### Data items
::::::

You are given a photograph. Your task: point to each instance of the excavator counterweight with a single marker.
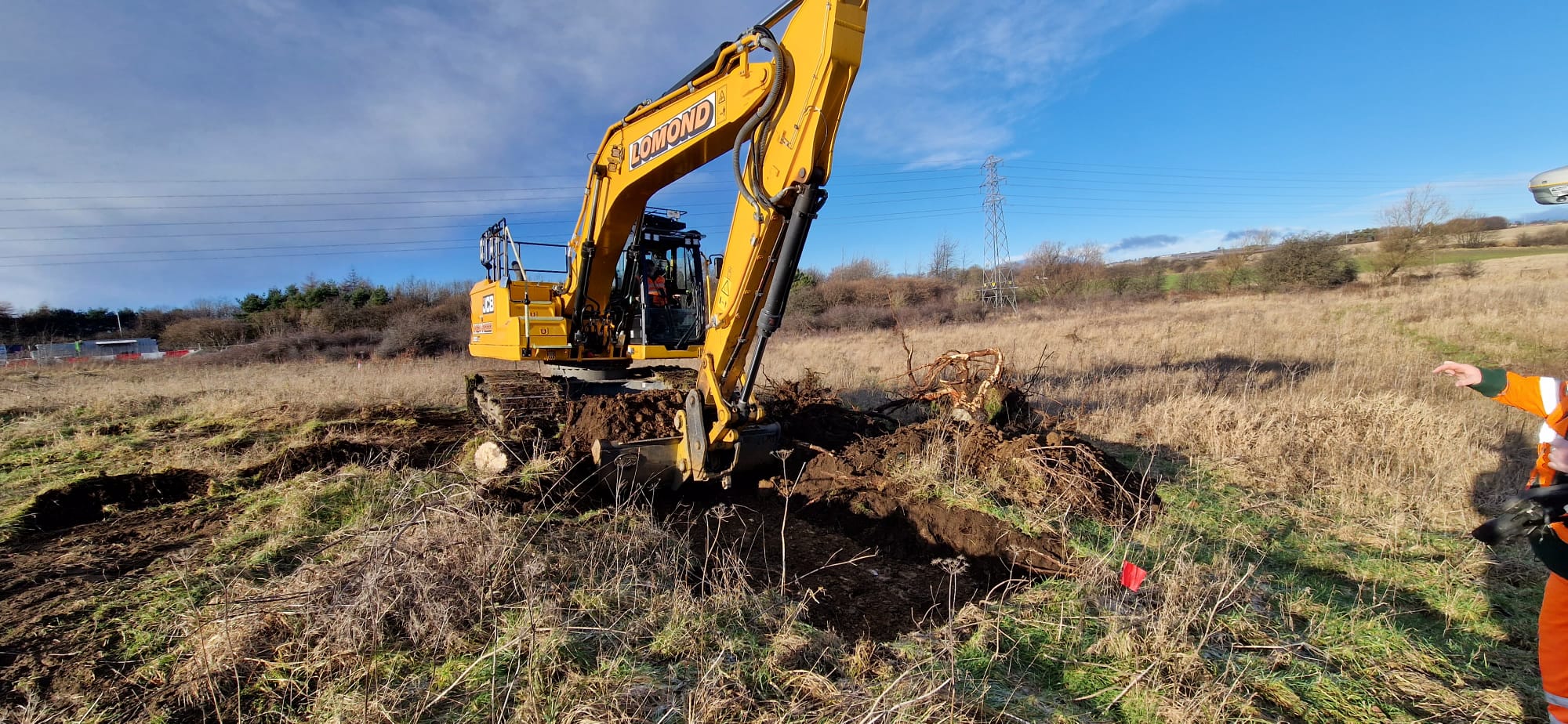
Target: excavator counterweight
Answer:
(637, 284)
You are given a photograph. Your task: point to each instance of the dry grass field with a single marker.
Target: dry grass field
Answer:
(307, 543)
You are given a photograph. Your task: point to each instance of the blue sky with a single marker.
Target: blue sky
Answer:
(158, 154)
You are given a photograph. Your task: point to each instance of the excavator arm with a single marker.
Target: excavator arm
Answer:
(774, 115)
(774, 104)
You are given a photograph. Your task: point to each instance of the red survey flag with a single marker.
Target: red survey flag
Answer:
(1133, 576)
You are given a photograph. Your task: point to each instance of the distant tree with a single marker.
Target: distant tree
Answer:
(1054, 270)
(203, 333)
(1232, 264)
(858, 269)
(1312, 261)
(1410, 231)
(945, 259)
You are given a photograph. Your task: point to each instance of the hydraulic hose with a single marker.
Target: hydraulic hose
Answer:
(752, 184)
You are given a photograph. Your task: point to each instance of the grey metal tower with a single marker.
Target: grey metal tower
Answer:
(1000, 289)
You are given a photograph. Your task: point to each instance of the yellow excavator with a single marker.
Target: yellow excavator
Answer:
(1552, 187)
(637, 284)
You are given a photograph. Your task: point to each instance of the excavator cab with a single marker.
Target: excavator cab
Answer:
(661, 299)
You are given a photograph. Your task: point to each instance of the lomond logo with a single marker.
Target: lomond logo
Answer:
(675, 132)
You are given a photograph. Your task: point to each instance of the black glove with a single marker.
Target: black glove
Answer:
(1530, 516)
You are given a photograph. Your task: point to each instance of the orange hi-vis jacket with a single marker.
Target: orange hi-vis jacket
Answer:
(1541, 397)
(1544, 397)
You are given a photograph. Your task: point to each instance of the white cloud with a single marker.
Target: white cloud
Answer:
(962, 74)
(296, 90)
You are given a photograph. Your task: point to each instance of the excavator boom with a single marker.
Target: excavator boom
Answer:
(774, 104)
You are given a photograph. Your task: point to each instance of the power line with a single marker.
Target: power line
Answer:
(220, 259)
(118, 255)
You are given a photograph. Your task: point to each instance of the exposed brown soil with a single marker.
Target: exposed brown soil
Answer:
(628, 418)
(1042, 471)
(81, 546)
(93, 499)
(53, 584)
(863, 577)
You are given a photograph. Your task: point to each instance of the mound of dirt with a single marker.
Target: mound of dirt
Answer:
(1044, 469)
(628, 418)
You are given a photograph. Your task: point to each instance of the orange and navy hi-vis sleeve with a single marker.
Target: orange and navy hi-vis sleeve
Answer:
(1541, 397)
(1544, 397)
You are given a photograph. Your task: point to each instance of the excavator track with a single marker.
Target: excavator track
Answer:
(520, 405)
(526, 407)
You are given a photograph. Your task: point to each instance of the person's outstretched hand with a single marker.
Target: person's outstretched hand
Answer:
(1464, 375)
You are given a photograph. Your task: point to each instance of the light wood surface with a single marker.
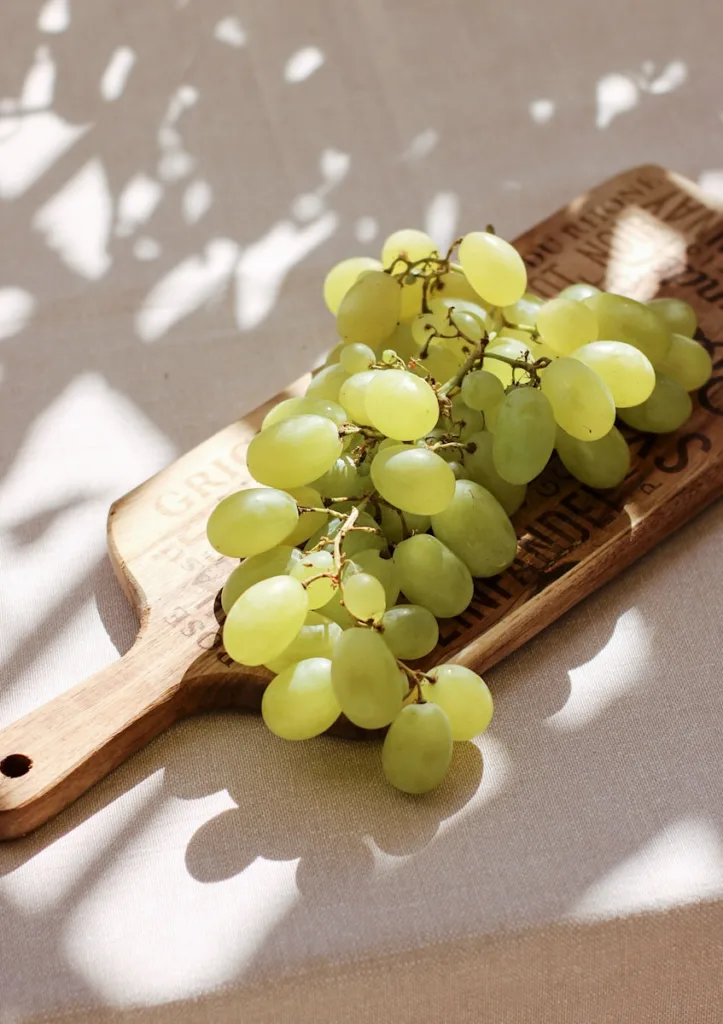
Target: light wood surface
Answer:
(645, 232)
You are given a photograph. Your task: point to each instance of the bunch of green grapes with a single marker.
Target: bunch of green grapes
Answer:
(388, 487)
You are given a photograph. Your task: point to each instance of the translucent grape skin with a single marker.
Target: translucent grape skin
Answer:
(524, 435)
(603, 463)
(432, 576)
(410, 631)
(414, 479)
(582, 403)
(476, 528)
(464, 696)
(264, 620)
(248, 522)
(365, 677)
(667, 409)
(300, 702)
(294, 452)
(418, 749)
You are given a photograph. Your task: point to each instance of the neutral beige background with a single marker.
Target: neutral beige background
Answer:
(174, 179)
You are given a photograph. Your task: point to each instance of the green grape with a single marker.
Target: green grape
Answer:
(356, 357)
(310, 564)
(342, 480)
(365, 677)
(667, 409)
(278, 561)
(579, 292)
(370, 310)
(308, 522)
(410, 244)
(582, 403)
(248, 522)
(678, 314)
(621, 318)
(342, 276)
(370, 560)
(352, 396)
(464, 696)
(687, 363)
(294, 452)
(414, 479)
(480, 468)
(565, 325)
(264, 620)
(327, 382)
(364, 596)
(410, 631)
(315, 639)
(524, 435)
(602, 464)
(299, 407)
(482, 390)
(400, 404)
(417, 749)
(494, 267)
(432, 576)
(477, 529)
(300, 702)
(524, 310)
(627, 372)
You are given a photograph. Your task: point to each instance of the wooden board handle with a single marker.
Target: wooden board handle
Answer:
(55, 753)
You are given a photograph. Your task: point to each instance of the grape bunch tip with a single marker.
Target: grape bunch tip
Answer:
(388, 487)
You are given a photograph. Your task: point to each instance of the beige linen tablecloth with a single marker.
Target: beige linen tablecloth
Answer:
(175, 177)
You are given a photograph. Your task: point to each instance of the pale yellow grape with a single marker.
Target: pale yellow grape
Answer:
(342, 276)
(409, 243)
(294, 452)
(627, 372)
(621, 318)
(364, 596)
(315, 639)
(524, 435)
(413, 479)
(565, 325)
(370, 310)
(298, 407)
(581, 401)
(310, 564)
(352, 396)
(356, 357)
(418, 749)
(667, 409)
(580, 292)
(365, 677)
(278, 561)
(679, 315)
(687, 363)
(400, 404)
(494, 267)
(410, 631)
(264, 620)
(248, 522)
(308, 522)
(477, 529)
(432, 576)
(300, 702)
(602, 464)
(480, 468)
(464, 696)
(327, 382)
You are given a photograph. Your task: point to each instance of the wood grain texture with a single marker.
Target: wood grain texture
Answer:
(645, 232)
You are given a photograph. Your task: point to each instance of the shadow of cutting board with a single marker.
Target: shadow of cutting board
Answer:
(645, 232)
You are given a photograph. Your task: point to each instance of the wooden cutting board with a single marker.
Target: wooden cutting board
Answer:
(645, 232)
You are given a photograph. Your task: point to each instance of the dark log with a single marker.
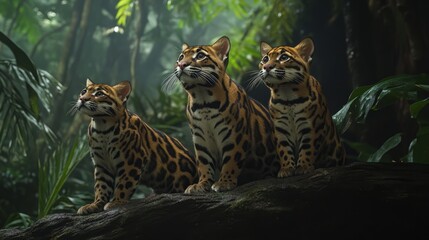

::::::

### TASK
Pick out each line in the entries above that contains the word "linen", and copy those lines.

### RESPONSE FOR THIS EXERCISE
You are given a photograph. Your task: point to each instance of the beige linen tablecloth with a single marker.
Target: beige linen tablecloth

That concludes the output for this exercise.